Passage to read:
════════════════

On race day our hydrofoil boat gained a few inches of lift off the Charles River — then the motor shaft coupling snapped, ending the run.
In the summer of 2017, we spent 10 weeks at Cambridge, Massachusetts under the SUTD-MIT Global Leadership Programme, teaming up with MIT students at the MIT International Design Centre (IDC). The challenge was to build a fully functional single-passenger electric boat from scratch. The boat had to float, advance at reasonable speed on the Charles River, fit inside the IDC freight elevator, and be transportable to the MIT Sailing Pavilion. Each team received two 40 lb 12V lead-acid batteries and a range of motors and propellers to choose from.
Our team settled early on a hydrofoil boat — wing-shaped foils mounted beneath the hull to generate lift at speed. We defined success as achieving any measurable lift from the foils, however small. Full flight (hull clearing the water) was the stretch goal. We built two fiberglass-strengthened foam hydrofoils attached by metal struts to a wooden hull, powered by a 24V outboard electric drivetrain with bevel gears.
In this post
- Design process: brainstorming, hull evolution from catamaran to single body, and hydrofoil shape selection
- Outboard drivetrain engineering and electronics setup
- Engineering calculations: waterline, centre of gravity, drag, and thrust
- Hull, drivetrain, and hydrofoil fabrication and assembly
- Evaluation of results and future recommendations
Design
Design Process
The design process began with an hour-long unconstrained brainstorming session on paper, producing a range of roughly free-handed boat ideas. Each team member then chose four to refine into detailed sketches.
Some of our 'very refined' boat designs:









We sorted these into four categories: animal-inspired, traditionally used, paddle-propelled, and air-propelled. Research showed propellers are far more efficient than paddles, so all paddle designs were eliminated. Remaining designs were scored on a Pugh chart evaluating feasibility, speed potential, learning value, and coolness.

We couldn't decide between hydrofoils and a catamaran, so we decided to build a catamaran with hydrofoils.
Sketch of chosen design — catamaran with hydrofoils:

Hull: From Catamaran to Single Body
We initially opted for two separate wooden hulls connected by three struts — two wooden, one aluminium to hold the weight of a seat and driver at its centre.
To fit the freight elevator, the catamaran was constrained to 7'10" long by 6'5" wide. Since drag increases sharply when bow/stern wavelength approaches hull length, we maximised length at 7'5" (leaving 5" of leeway for the rudder and elevator doors). Width was set at 5'5" for stability — the wide spacing lets the hulls exert significant righting torque after disturbances.
Detailed sketch of catamaran with hydrofoils:

Individual hulls were kept narrow (1'6" wide) to minimise wetted surface area. Each hull converged to a vertical edge at the front, piercing through water to reduce drag. The backs were kept flat to increase volume and lower the waterline.
However, two smaller hulls would take roughly twice as long to ShopBot, epoxy, and fibreglass. The three-strut connection was also structurally questionable — prone to twisting and separation. Since our priority was the hydrofoils, we couldn't afford the time cost of a catamaran and switched to a single hull.
CAD model of single hull boat:

The replacement was a 7' long, 4' wide flat-bottomed hull. We decreased length by 5" since the single-hull drivetrain sits on the back. Width was reduced since it now contributes directly to drag (unlike the catamaran's empty space between hulls). The flat bottom was chosen purely for fabrication speed — a clear optimisation point for future iterations.

════════════════

Stated problem A: List the criteria the hydrofoil boat write-up says were used to score the remaining designs on the Pugh chart.

[Records of labeled points]

════════════════

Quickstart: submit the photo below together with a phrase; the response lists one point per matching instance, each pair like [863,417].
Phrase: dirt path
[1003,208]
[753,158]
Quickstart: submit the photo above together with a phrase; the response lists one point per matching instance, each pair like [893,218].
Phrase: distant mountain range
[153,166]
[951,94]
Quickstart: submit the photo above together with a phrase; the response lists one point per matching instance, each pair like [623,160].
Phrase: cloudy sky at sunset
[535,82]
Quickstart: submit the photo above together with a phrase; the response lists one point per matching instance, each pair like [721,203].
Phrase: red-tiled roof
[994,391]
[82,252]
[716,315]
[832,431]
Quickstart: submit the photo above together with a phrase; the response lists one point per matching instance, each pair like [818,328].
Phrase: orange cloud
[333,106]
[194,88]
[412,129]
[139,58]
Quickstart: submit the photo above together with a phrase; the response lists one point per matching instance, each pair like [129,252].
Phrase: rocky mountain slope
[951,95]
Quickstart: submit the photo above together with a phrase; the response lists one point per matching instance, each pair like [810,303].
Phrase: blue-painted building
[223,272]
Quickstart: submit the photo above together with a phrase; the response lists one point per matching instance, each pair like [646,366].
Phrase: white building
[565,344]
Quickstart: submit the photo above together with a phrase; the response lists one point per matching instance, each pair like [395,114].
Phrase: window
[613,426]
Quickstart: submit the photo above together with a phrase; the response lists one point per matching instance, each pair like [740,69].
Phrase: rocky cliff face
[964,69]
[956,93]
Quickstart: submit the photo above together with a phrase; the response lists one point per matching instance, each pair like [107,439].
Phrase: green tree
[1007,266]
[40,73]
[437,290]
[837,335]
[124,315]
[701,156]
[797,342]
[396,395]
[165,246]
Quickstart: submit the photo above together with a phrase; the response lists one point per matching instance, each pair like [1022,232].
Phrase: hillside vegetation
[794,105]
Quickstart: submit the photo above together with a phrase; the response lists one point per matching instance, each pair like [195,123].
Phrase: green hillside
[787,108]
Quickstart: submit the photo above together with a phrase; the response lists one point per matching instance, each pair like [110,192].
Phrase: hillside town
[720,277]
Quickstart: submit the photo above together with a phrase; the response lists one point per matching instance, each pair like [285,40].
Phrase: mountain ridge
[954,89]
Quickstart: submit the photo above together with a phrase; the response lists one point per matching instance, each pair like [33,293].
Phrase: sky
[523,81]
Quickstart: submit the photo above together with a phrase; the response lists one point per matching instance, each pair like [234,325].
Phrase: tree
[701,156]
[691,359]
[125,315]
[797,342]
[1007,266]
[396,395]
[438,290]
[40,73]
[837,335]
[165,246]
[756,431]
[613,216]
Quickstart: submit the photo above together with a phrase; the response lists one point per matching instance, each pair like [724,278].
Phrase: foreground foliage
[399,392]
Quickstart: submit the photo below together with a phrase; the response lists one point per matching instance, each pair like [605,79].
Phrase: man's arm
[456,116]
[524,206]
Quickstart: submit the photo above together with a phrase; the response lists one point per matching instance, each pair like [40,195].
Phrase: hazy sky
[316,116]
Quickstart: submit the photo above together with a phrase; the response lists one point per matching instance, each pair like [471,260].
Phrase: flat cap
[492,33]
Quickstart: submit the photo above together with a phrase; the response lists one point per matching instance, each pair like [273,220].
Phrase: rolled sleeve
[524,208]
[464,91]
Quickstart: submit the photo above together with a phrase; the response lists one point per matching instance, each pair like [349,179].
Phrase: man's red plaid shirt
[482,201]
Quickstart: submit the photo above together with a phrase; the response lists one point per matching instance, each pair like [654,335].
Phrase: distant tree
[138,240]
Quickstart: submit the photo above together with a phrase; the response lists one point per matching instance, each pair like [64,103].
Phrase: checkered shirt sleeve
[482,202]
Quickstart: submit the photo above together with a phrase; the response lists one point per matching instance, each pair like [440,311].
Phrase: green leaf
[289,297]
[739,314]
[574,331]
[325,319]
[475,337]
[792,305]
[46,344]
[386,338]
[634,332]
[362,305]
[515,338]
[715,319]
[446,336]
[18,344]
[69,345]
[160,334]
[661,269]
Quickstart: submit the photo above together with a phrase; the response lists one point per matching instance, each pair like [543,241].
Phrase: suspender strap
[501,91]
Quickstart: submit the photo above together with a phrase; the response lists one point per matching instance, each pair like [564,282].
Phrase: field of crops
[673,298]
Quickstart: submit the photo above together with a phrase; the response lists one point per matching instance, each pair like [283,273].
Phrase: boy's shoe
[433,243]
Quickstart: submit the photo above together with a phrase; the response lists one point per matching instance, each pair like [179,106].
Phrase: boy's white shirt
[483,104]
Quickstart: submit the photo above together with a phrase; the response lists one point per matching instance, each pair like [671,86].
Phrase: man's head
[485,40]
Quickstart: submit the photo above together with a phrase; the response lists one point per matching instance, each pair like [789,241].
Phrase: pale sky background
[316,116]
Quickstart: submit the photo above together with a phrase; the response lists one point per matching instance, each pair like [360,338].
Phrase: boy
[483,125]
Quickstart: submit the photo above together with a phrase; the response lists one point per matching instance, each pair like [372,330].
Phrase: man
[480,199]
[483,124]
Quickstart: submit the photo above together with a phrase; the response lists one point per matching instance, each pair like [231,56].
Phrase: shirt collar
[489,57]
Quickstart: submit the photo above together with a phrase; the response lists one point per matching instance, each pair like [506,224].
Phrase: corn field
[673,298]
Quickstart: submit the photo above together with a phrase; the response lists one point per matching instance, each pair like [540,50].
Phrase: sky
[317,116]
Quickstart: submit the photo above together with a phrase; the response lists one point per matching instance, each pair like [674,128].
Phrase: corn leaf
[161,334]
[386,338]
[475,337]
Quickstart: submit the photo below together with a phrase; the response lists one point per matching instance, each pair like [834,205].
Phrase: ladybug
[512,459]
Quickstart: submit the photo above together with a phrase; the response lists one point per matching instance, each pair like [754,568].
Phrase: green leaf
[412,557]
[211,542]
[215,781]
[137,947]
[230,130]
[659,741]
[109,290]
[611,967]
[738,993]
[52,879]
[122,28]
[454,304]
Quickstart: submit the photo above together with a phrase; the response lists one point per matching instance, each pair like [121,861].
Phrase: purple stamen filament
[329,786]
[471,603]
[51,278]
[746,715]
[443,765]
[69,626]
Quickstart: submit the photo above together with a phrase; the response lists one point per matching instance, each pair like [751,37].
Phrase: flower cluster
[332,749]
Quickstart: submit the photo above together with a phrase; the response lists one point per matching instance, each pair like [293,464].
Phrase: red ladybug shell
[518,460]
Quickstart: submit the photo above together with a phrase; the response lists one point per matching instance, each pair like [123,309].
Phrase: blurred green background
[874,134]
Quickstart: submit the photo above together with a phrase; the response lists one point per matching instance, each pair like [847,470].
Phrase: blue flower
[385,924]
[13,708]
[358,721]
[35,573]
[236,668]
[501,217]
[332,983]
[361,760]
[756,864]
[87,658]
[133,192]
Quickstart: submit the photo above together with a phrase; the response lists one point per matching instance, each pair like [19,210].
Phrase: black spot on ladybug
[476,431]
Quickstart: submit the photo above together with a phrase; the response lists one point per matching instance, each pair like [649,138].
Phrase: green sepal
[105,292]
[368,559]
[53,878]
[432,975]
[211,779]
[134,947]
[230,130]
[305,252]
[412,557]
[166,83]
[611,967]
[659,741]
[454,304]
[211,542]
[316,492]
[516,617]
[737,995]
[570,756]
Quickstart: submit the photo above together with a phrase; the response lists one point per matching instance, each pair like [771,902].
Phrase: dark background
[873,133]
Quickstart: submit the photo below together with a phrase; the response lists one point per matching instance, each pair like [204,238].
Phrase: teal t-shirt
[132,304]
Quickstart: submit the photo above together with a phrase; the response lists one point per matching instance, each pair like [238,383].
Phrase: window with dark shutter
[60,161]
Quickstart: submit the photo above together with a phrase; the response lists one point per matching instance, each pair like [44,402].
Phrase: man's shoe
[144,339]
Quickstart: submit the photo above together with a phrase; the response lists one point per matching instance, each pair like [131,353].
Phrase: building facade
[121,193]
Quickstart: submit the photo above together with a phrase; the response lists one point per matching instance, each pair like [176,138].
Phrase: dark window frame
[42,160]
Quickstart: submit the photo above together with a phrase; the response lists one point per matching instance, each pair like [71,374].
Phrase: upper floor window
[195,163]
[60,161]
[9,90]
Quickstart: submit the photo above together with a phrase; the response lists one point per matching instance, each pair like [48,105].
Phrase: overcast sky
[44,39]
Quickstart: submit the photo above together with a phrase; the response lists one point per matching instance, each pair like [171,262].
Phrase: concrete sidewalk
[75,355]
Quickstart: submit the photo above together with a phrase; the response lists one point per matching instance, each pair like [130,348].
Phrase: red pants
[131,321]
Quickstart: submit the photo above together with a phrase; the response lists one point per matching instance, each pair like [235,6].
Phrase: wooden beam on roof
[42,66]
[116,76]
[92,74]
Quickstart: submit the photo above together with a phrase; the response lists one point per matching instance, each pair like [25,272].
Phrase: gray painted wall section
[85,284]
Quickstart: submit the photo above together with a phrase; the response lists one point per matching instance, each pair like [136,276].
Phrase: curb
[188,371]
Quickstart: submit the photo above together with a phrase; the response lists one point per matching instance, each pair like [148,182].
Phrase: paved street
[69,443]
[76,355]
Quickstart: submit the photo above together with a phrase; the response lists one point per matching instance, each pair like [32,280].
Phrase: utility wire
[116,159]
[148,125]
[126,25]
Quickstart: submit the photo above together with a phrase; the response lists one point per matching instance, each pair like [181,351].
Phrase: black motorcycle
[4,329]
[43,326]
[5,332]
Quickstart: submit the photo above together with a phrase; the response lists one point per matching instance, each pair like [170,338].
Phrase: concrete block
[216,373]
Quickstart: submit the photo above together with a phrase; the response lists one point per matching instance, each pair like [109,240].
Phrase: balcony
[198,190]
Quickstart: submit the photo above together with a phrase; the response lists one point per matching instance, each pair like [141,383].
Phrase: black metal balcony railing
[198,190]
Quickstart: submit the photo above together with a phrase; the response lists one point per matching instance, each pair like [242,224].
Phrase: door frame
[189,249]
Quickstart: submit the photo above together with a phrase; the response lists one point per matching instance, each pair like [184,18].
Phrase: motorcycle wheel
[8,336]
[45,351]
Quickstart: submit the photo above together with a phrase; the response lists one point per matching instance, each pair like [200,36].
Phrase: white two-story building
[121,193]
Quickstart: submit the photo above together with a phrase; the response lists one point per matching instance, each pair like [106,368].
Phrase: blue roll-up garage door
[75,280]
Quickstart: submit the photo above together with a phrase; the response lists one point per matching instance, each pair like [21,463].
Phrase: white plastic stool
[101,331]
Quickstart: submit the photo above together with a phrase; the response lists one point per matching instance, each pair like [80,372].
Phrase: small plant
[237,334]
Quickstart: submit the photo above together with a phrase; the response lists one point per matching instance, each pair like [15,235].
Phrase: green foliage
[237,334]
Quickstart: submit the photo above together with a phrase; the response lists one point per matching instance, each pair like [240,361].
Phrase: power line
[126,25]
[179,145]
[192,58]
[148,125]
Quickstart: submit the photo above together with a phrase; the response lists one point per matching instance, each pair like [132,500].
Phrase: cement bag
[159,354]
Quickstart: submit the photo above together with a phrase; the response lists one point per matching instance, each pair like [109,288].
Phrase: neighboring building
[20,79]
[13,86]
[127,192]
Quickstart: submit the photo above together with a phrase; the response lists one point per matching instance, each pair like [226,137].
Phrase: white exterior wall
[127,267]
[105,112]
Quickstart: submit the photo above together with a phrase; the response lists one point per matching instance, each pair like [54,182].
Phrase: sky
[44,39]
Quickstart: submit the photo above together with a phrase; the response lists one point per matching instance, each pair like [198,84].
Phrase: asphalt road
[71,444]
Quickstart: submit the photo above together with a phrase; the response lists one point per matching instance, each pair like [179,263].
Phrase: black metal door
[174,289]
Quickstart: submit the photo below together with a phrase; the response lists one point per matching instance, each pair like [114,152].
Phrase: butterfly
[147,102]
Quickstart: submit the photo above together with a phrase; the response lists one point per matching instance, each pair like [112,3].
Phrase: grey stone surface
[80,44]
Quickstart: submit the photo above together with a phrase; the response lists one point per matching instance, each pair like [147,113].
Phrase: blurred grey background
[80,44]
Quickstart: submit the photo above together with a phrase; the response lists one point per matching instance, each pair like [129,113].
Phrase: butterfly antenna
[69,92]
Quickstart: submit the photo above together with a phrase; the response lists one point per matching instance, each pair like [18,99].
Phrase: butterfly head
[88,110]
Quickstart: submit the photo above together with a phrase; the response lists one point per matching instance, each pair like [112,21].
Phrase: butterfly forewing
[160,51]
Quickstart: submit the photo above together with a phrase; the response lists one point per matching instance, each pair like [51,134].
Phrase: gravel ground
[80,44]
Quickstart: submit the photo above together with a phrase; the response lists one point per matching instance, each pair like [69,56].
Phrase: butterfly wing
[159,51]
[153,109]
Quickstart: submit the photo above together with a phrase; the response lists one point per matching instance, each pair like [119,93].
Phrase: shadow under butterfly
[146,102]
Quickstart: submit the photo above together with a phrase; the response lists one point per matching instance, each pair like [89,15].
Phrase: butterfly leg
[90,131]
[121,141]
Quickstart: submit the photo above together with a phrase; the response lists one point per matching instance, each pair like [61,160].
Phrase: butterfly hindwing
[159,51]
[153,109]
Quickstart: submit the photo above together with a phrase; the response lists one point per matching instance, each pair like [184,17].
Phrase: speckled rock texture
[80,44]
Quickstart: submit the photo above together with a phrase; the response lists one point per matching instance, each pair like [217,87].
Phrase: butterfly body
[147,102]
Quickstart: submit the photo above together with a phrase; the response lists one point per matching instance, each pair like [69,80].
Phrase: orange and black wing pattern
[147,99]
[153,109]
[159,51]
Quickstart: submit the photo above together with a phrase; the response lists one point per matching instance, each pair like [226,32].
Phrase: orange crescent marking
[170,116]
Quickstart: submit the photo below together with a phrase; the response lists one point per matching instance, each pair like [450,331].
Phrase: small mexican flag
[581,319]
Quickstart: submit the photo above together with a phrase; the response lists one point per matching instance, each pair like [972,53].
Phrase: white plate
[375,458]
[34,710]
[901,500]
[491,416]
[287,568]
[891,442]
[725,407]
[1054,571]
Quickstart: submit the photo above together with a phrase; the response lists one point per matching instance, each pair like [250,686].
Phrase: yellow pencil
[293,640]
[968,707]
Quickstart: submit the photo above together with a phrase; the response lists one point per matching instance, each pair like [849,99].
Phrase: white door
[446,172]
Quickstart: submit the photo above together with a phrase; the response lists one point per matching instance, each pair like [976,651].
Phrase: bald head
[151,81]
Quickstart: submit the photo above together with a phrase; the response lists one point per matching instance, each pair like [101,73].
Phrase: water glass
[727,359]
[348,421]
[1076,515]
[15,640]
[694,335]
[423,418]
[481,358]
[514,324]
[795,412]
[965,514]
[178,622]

════════════════

Stated problem B: Select every line of the entries that contains the word "field", matching case exactly.

Correct response A:
- Feasibility
- Speed potential
- Learning value
- Coolness

Correct response B:
Phrase: field of crops
Phrase: corn field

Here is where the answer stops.